## Instructions for the task
Quote the records that follow in full, leaving the pictures out.

## Entries supplied
++++++++++++++++++++

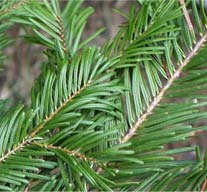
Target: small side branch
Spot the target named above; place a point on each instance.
(14, 6)
(204, 186)
(159, 97)
(186, 15)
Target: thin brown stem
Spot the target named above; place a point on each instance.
(159, 97)
(62, 34)
(42, 125)
(186, 15)
(204, 185)
(14, 6)
(15, 149)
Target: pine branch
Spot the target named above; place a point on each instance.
(13, 7)
(158, 98)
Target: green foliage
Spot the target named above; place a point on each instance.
(101, 118)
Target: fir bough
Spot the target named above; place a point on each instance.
(100, 118)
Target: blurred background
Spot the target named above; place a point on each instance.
(23, 61)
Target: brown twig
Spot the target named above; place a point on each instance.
(204, 185)
(62, 34)
(41, 126)
(186, 15)
(159, 97)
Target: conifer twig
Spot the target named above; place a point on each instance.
(158, 98)
(204, 185)
(186, 15)
(14, 6)
(70, 152)
(41, 126)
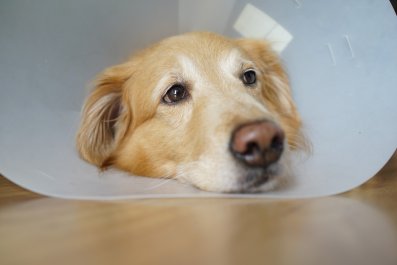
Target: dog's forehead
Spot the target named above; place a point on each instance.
(220, 62)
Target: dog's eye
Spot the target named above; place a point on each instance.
(249, 77)
(174, 94)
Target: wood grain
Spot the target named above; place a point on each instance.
(358, 227)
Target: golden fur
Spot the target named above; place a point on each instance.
(125, 123)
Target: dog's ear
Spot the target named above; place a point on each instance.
(105, 116)
(275, 86)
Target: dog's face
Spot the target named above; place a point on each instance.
(200, 108)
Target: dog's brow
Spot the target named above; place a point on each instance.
(161, 86)
(231, 62)
(189, 67)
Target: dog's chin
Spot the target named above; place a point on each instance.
(259, 179)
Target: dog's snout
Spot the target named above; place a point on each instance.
(258, 144)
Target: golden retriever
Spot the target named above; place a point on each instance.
(200, 108)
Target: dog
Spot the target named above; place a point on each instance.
(201, 108)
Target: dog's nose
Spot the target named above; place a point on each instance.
(258, 144)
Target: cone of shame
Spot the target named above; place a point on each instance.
(340, 56)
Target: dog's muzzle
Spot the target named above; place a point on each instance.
(258, 144)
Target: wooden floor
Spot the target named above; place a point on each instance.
(358, 227)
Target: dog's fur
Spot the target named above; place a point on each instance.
(126, 124)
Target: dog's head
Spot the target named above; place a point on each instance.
(200, 108)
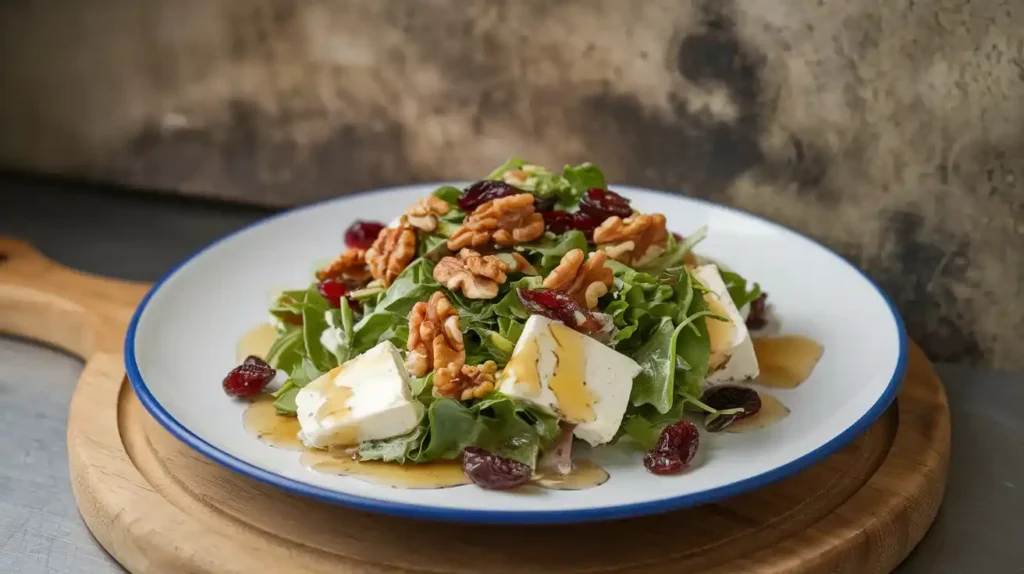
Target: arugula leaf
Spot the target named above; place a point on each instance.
(450, 194)
(547, 253)
(655, 384)
(414, 284)
(510, 328)
(498, 347)
(584, 176)
(287, 349)
(289, 304)
(694, 350)
(509, 165)
(313, 323)
(394, 449)
(736, 287)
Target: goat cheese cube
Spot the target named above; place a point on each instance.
(732, 357)
(570, 376)
(367, 398)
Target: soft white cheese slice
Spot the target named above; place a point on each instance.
(570, 376)
(366, 398)
(732, 357)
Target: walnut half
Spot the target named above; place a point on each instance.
(585, 280)
(477, 276)
(434, 337)
(505, 221)
(634, 240)
(349, 266)
(467, 382)
(391, 253)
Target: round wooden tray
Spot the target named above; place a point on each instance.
(159, 506)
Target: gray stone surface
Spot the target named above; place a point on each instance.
(890, 130)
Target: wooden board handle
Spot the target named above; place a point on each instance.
(45, 301)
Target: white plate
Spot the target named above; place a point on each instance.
(181, 343)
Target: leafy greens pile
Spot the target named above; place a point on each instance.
(658, 315)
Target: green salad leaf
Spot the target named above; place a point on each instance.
(497, 424)
(287, 350)
(300, 376)
(314, 309)
(547, 252)
(584, 176)
(736, 287)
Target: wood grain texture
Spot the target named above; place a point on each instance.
(159, 506)
(889, 130)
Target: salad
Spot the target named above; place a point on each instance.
(498, 323)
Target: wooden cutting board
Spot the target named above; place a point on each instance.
(159, 506)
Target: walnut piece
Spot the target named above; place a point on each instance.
(506, 221)
(434, 337)
(465, 383)
(476, 275)
(585, 280)
(350, 266)
(634, 240)
(390, 254)
(423, 214)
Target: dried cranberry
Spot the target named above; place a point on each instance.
(602, 204)
(559, 306)
(560, 222)
(728, 397)
(249, 379)
(663, 464)
(483, 191)
(757, 317)
(493, 472)
(675, 449)
(361, 234)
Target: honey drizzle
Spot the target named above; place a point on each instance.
(721, 334)
(567, 382)
(585, 474)
(785, 361)
(261, 420)
(443, 474)
(256, 341)
(772, 410)
(526, 368)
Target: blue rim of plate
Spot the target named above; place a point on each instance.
(506, 517)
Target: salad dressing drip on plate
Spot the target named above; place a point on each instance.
(261, 420)
(256, 341)
(785, 361)
(771, 411)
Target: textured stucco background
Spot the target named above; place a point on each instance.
(890, 130)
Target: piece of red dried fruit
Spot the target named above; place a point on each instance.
(602, 204)
(483, 191)
(361, 234)
(757, 318)
(560, 222)
(249, 379)
(559, 306)
(675, 449)
(493, 472)
(729, 397)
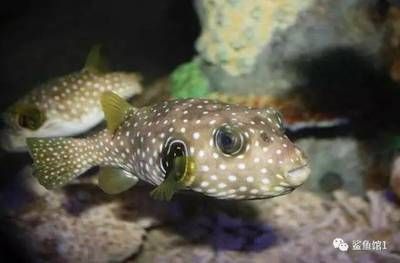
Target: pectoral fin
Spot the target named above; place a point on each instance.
(178, 178)
(116, 180)
(115, 109)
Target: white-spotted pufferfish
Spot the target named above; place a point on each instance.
(221, 150)
(67, 105)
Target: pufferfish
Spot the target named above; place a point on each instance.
(67, 105)
(221, 150)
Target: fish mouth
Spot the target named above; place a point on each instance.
(298, 176)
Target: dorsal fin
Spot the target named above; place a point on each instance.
(115, 109)
(95, 62)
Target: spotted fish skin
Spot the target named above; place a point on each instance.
(269, 165)
(70, 105)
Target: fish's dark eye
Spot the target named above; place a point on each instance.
(229, 140)
(31, 122)
(172, 149)
(29, 117)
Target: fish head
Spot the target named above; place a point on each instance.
(241, 153)
(19, 122)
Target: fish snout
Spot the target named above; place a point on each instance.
(299, 174)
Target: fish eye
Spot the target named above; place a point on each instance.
(229, 140)
(173, 148)
(29, 117)
(30, 121)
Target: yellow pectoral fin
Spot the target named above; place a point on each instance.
(116, 180)
(178, 178)
(115, 109)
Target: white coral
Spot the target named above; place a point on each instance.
(235, 31)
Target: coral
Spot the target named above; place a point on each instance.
(82, 224)
(299, 33)
(395, 176)
(188, 81)
(337, 163)
(306, 224)
(235, 31)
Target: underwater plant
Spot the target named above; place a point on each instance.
(188, 81)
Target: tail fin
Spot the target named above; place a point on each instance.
(59, 160)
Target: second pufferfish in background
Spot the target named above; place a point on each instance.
(221, 150)
(65, 106)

++++++++++++++++++++

## Answer to this problem
Target: small side branch
Spot the target named above; place a point on each instance.
(14, 6)
(204, 186)
(159, 97)
(186, 15)
Target: thin brown stem
Spot the target named above; place a point on each instance.
(159, 97)
(62, 34)
(42, 125)
(186, 15)
(204, 185)
(14, 6)
(15, 149)
Target: pine branch
Spot the target named above; place a point on each instance.
(13, 7)
(158, 98)
Target: green foliage
Spot the target named above; place a point on each instance.
(101, 118)
Target: fir bough
Spot the target named above; place a point on each instance.
(100, 118)
Target: blurred background
Spot the target named above; place a point on each instance.
(23, 61)
Target: brown twig
Spot the target named above; place a point on each instance.
(204, 185)
(62, 34)
(41, 126)
(186, 15)
(159, 97)
Target: conifer twig
Spot the target named above; place a point on each instance.
(158, 98)
(204, 185)
(186, 15)
(14, 6)
(70, 152)
(41, 126)
Target: dog's forehead
Spot the target named above; place a point on each instance.
(220, 62)
Target: dog's eye
Spot the target named above; place a point on each instance.
(249, 77)
(174, 94)
Target: wood grain
Spot the target named above; place a point on each instance.
(358, 227)
Target: golden fur
Spot the target named above; place a point on each instance.
(125, 123)
Target: dog's ear
Spot the target named above; place a point on each instance.
(105, 116)
(275, 86)
Target: dog's face
Spot the target named above; place a point on each instance.
(200, 108)
Target: dog's brow
Spot the target named above; place a point on each instance.
(161, 86)
(231, 62)
(189, 67)
Target: dog's chin
Spot the target named above; place a point on each instance.
(259, 179)
Target: dog's snout
Spot the target named above; place a point on each instance.
(258, 144)
Target: golden retriever
Spot the target named above; place a point on each instance.
(200, 108)
Target: dog
Spot the target named above; place a point on each instance.
(201, 108)
Target: dog's nose
Spot the target named above; place a point on each instance.
(258, 144)
Target: cone of shame
Spot the target named above; place a point on each instance.
(340, 56)
Target: dog's muzzle
Spot the target named above; place a point on each instance.
(258, 144)
Target: wooden floor
Spot the target named above; place a point on each instance.
(358, 227)
Target: dog's fur
Spot the target named above; place a point on each instance.
(126, 124)
Target: dog's head
Spot the target named above; place a point on each instance.
(200, 108)
Target: arugula leaf
Spot the target named above; place a point on each instance.
(450, 194)
(547, 253)
(655, 384)
(414, 284)
(510, 328)
(498, 347)
(584, 176)
(287, 349)
(289, 304)
(694, 350)
(509, 165)
(313, 323)
(394, 449)
(736, 287)
Target: goat cheese cube
Spot the target named above; place a point on each instance.
(732, 357)
(570, 376)
(367, 398)
Target: soft white cheese slice
Spot the target named above; place a point on each instance.
(570, 376)
(366, 398)
(732, 357)
Target: walnut half
Spot the target named above; place a point on each instance.
(585, 280)
(477, 276)
(434, 337)
(505, 221)
(634, 240)
(349, 266)
(467, 382)
(391, 253)
Target: round wooden tray
Spot the target named above; place a point on each instance.
(159, 506)
Target: gray stone surface
Spot the target named above; place a point on each instance.
(890, 130)
Target: wooden board handle
Spot the target named above; place a point on each instance.
(45, 301)
Target: white plate
Spot the target named above; place a point on each instance.
(181, 343)
Target: leafy greens pile
Spot the target named above; place a point on each instance.
(658, 315)
Target: green salad leaf
Spot the target named above; place a point on each instance.
(497, 424)
(287, 350)
(300, 376)
(314, 309)
(547, 252)
(584, 176)
(736, 287)
Target: wood grain texture
Spot the target named above; place a point on each instance.
(159, 506)
(889, 130)
Target: salad
Spot the target named above; place a point on each instance.
(498, 323)
Target: wooden cutting board
Spot the target named above; place a point on each instance.
(159, 506)
Target: walnut piece
Spot the target named above; place a point on each instance.
(506, 221)
(434, 337)
(465, 383)
(476, 275)
(585, 280)
(350, 266)
(634, 240)
(390, 254)
(423, 214)
Target: dried cranberry
Spot the target named above; place a point on each instance.
(602, 204)
(559, 306)
(560, 222)
(728, 397)
(249, 379)
(663, 464)
(483, 191)
(757, 317)
(493, 472)
(675, 449)
(361, 234)
Target: honey drizzle
Spot the target named above; place a point on each instance.
(721, 334)
(567, 382)
(585, 474)
(785, 361)
(261, 420)
(443, 474)
(256, 341)
(772, 410)
(526, 368)
Target: blue rim of plate
Spot the target named above; place a point on each instance.
(506, 517)
Target: salad dressing drip on plate
Spot the target named above; place a point on each instance.
(261, 420)
(256, 341)
(785, 361)
(771, 411)
Target: textured stucco background
Spot the target named above; place a point on each instance.
(890, 130)
Target: piece of red dried fruit
Spot the target named above; place a point on each instance.
(602, 204)
(483, 191)
(361, 234)
(757, 318)
(560, 222)
(249, 379)
(559, 306)
(675, 449)
(493, 472)
(729, 397)
Target: pectoral fin
Spot the target named above; place a point on each instance.
(178, 178)
(116, 180)
(115, 109)
Target: white-spotted pufferfish
Spot the target named above; place a point on each instance.
(221, 150)
(67, 105)
Target: pufferfish
Spot the target named above; place a point on each instance.
(67, 105)
(221, 150)
Target: fish mouth
Spot the target named above; place a point on each instance.
(298, 176)
Target: dorsal fin
Spot the target named above; place a point on each instance.
(115, 109)
(95, 62)
Target: spotted fish skin
Spot the target named above; place a point on each instance.
(269, 165)
(70, 105)
Target: fish's dark eye
Spot the target named above; place a point on each instance.
(229, 140)
(31, 122)
(172, 149)
(29, 117)
Target: fish head
Spot the target named above; place a point on each instance.
(241, 153)
(19, 122)
Target: fish snout
Spot the target named above; place a point on each instance.
(299, 174)
Target: fish eye
Spot the target named above; place a point on each instance.
(229, 140)
(173, 148)
(29, 117)
(30, 121)
Target: yellow pectoral fin
Spot the target named above; place a point on each instance.
(116, 180)
(178, 178)
(115, 109)
Target: white coral
Spot the target named above; place a point on each instance.
(235, 31)
Target: coral
Spot the target named above; place a point on each instance.
(82, 224)
(299, 33)
(395, 176)
(188, 81)
(337, 163)
(306, 224)
(235, 31)
Target: underwater plant
Spot the target named above; place a point on each instance.
(188, 81)
Target: tail fin
Spot the target named above; place a point on each instance.
(59, 160)
Target: second pufferfish in background
Spot the target named above; place a point on each instance.
(221, 150)
(65, 106)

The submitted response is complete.